■ The data:
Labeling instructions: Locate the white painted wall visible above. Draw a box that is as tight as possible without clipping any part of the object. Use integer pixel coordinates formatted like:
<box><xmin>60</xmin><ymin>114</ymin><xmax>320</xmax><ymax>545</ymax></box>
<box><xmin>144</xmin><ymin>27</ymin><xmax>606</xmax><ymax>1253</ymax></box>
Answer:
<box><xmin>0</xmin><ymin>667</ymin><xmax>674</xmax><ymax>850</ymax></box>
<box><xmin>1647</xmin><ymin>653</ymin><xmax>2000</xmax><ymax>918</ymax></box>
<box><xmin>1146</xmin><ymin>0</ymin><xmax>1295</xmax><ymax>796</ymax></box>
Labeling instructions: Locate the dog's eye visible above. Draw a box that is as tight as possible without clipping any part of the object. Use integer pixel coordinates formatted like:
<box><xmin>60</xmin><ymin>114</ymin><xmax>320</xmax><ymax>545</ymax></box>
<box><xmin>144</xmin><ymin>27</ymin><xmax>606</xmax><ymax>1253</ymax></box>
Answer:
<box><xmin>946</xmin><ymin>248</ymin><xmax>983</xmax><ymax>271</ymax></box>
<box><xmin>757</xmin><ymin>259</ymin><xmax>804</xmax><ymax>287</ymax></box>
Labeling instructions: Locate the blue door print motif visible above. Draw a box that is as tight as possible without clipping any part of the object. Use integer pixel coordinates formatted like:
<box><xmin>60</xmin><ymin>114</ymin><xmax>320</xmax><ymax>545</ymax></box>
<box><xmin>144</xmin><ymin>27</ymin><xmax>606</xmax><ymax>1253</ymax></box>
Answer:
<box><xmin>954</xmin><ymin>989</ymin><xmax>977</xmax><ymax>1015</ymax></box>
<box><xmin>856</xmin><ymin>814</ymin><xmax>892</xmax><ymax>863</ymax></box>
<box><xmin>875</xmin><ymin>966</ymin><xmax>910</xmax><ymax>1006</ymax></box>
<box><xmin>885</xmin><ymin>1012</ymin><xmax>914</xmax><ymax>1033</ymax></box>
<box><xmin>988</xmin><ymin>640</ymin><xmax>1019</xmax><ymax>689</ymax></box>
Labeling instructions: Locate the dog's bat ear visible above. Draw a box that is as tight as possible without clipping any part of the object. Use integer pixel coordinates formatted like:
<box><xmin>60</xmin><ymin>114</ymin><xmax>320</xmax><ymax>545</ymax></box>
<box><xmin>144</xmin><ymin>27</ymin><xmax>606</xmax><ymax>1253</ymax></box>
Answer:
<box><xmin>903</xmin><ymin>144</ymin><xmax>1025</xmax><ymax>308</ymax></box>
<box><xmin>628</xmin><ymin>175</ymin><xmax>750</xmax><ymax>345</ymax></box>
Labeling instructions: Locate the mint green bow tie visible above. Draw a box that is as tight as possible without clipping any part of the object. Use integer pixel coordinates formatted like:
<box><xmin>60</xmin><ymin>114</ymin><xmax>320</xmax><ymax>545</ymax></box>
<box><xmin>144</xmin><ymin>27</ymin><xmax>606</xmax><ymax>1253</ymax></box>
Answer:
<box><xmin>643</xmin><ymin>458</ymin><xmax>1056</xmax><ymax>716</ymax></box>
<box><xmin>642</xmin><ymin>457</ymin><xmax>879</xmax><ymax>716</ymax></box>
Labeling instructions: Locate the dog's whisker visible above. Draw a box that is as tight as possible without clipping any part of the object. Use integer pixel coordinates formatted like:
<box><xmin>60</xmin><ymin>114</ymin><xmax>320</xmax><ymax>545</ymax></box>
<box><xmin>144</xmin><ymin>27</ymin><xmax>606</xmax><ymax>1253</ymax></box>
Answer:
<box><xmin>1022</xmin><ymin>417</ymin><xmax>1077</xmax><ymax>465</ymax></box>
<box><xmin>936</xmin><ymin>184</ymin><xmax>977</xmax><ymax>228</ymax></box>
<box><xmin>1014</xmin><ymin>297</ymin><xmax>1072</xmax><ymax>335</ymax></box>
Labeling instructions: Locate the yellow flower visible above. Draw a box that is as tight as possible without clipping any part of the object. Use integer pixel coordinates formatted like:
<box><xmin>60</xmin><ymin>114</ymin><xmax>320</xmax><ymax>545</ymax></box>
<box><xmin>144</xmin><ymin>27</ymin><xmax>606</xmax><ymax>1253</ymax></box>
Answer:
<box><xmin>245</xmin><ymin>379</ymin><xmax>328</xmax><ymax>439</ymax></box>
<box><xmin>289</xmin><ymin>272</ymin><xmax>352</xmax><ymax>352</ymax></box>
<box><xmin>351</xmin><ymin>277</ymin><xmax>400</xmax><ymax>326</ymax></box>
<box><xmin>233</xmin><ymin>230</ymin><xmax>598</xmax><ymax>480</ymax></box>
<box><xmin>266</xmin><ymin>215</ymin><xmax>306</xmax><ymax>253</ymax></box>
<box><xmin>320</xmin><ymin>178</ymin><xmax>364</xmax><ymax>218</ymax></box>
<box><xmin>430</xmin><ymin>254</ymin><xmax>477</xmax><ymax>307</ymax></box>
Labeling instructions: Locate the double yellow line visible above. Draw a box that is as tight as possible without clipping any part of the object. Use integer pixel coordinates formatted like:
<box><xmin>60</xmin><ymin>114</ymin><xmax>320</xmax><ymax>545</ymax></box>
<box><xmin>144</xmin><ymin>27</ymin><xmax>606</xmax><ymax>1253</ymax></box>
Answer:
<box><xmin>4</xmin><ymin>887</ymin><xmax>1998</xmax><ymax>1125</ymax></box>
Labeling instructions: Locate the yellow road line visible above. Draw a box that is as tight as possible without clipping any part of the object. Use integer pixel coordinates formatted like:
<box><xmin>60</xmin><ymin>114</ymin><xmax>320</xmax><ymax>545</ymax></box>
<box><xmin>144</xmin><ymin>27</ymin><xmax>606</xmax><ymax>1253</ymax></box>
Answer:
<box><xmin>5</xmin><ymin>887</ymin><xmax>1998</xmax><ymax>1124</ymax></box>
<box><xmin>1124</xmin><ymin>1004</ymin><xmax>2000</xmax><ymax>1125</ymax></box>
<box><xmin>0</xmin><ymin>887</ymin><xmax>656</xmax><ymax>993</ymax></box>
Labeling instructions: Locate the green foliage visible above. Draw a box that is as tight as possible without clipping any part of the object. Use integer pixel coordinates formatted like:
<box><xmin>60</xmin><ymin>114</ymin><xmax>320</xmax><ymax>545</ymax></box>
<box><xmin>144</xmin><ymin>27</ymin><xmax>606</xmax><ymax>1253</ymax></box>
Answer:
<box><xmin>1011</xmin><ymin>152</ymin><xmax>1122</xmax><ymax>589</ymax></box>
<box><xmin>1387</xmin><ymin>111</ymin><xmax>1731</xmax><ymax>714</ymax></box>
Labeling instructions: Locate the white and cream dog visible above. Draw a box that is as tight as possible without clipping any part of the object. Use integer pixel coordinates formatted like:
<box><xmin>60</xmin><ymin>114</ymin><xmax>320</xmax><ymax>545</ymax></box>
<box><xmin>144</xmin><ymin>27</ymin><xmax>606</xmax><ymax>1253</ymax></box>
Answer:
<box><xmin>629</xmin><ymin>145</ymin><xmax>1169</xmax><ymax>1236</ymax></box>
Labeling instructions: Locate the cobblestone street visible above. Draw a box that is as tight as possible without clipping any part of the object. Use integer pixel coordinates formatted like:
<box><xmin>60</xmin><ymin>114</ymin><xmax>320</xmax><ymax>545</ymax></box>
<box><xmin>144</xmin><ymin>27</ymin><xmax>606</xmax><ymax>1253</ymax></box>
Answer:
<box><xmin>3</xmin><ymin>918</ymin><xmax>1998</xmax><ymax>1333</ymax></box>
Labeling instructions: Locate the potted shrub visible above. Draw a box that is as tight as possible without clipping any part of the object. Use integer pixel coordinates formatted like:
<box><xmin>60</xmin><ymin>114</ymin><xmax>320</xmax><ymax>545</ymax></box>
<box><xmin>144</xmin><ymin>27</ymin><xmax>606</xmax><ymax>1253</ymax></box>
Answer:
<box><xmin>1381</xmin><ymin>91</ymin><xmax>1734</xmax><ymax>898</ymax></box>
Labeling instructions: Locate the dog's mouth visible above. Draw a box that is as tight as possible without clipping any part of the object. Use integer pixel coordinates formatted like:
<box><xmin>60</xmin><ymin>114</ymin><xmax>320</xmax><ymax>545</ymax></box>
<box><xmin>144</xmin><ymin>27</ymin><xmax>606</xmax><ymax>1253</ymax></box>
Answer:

■ Aim of the task: Between the first line of the entries above and the line with "Labeling instructions: Locate the dog's eye", both included, copy every line exactly and nothing outside that range.

■ Answer for this exercise:
Labeling instructions: Locate the white painted wall visible above. Draw a box that is as tight as possible without clipping any part of the object. Use integer pixel coordinates formatted like:
<box><xmin>60</xmin><ymin>114</ymin><xmax>320</xmax><ymax>545</ymax></box>
<box><xmin>144</xmin><ymin>27</ymin><xmax>606</xmax><ymax>1253</ymax></box>
Answer:
<box><xmin>0</xmin><ymin>667</ymin><xmax>674</xmax><ymax>850</ymax></box>
<box><xmin>1647</xmin><ymin>653</ymin><xmax>2000</xmax><ymax>918</ymax></box>
<box><xmin>1146</xmin><ymin>0</ymin><xmax>1295</xmax><ymax>796</ymax></box>
Labeling instructions: Locate the dog's eye visible above. Draw a box that is as tight as possible without clipping any part of the object. Use integer pixel coordinates formatted like:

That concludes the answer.